Document passage:
_____

* From Nature: “Forget lung, breast or prostate cancer: why tumour naming needs to change: The conventional way of classifying metastatic cancers according to their organ of origin is denying people access to drugs that could help them.” Notice: “To improve treatments for people with metastatic cancer, the community urgently needs to shift from using organ-based classifications of cancer to using molecular-based ones. This will require radical changes in how medical oncology is structured, conducted and taught.” Plus, this is consistent with my low view of the FDA’s current drug-denial regime:
For about a decade, millions of people with tumours expressing high levels of PD-L1 were not able to access relevant drugs because trials had not yet been conducted for their type of cancer when they became unwell. Those with certain breast or gynaecological cancers expressing PD-L1 had to wait 7–10 years to access PD1 inhibitors.
And how many people died while waiting? Why aren’t those estimates considered by the FDA?
* From my wife, Bess: “In defense of boring. An exciting story.” The start of the second paragraph still makes me laugh: “‘You’re boring,’ declares Dr. Sacco, Jake’s oncologist.”
* “Natalism as Non-Conformism.”
* “Interview: Sarah C. Paine: A scholar of the 20th century explains the conflicts of the 21st.” Impressive and thorough.

_____

Dataset extract:

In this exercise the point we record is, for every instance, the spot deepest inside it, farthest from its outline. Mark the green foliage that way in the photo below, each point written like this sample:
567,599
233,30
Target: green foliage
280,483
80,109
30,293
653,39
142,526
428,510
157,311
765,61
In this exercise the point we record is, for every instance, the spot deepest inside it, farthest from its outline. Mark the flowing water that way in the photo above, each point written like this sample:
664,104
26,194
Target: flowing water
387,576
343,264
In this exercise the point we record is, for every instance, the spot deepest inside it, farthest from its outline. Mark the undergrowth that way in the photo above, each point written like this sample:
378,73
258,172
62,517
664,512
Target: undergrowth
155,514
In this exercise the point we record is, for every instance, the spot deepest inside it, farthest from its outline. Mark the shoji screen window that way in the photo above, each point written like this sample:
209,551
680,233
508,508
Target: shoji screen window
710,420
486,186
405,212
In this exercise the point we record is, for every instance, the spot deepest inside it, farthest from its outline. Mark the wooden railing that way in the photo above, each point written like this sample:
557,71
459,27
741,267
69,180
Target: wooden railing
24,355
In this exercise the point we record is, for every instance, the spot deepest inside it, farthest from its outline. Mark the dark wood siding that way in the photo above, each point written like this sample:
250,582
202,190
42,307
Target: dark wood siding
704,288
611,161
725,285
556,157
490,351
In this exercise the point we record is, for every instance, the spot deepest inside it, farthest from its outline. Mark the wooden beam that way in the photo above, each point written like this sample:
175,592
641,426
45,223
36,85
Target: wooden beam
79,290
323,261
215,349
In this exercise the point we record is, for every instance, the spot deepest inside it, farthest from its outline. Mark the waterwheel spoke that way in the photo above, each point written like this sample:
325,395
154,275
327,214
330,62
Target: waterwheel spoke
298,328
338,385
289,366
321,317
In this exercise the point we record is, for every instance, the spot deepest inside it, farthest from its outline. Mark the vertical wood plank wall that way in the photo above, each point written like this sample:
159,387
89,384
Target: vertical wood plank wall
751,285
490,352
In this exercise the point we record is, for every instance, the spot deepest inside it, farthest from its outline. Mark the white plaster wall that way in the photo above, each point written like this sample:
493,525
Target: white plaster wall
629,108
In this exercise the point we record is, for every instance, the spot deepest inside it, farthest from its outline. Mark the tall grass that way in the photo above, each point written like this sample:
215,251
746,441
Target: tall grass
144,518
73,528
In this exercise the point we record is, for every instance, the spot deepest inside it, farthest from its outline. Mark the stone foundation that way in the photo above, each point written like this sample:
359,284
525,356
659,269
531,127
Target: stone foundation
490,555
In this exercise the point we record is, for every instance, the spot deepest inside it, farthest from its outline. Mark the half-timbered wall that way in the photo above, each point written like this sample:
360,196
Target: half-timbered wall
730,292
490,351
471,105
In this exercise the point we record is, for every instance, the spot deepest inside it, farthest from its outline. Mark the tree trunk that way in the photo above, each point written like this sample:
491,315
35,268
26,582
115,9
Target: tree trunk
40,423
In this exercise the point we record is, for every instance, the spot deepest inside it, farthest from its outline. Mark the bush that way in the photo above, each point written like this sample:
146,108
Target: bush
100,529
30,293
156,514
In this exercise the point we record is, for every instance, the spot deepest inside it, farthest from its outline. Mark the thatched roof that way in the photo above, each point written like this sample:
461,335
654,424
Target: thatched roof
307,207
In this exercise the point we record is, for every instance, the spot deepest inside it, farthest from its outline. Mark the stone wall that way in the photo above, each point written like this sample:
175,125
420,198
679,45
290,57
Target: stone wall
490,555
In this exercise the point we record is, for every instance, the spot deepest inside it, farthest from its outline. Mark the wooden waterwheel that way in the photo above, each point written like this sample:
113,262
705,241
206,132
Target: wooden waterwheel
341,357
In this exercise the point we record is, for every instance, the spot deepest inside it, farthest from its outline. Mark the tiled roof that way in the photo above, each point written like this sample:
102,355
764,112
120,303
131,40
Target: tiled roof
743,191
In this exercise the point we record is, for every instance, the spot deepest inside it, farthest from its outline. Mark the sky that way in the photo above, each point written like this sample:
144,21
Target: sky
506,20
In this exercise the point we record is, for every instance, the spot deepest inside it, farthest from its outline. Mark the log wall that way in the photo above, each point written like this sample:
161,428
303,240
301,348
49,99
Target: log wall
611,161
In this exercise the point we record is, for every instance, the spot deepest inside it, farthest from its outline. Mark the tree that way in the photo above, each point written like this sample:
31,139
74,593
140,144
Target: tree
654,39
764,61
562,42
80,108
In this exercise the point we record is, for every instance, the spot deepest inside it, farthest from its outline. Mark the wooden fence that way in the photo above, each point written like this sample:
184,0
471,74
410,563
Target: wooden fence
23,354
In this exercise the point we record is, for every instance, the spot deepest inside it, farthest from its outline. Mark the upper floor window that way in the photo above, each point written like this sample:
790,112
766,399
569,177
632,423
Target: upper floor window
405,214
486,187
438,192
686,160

_____

Task item: Could you set down, word for word, the part of the link roundup that opens with the words containing "And how many" and closes with "Impressive and thorough."?

Solution to this task:
And how many people died while waiting? Why aren’t those estimates considered by the FDA?
* From my wife, Bess: “In defense of boring. An exciting story.” The start of the second paragraph still makes me laugh: “‘You’re boring,’ declares Dr. Sacco, Jake’s oncologist.”
* “Natalism as Non-Conformism.”
* “Interview: Sarah C. Paine: A scholar of the 20th century explains the conflicts of the 21st.” Impressive and thorough.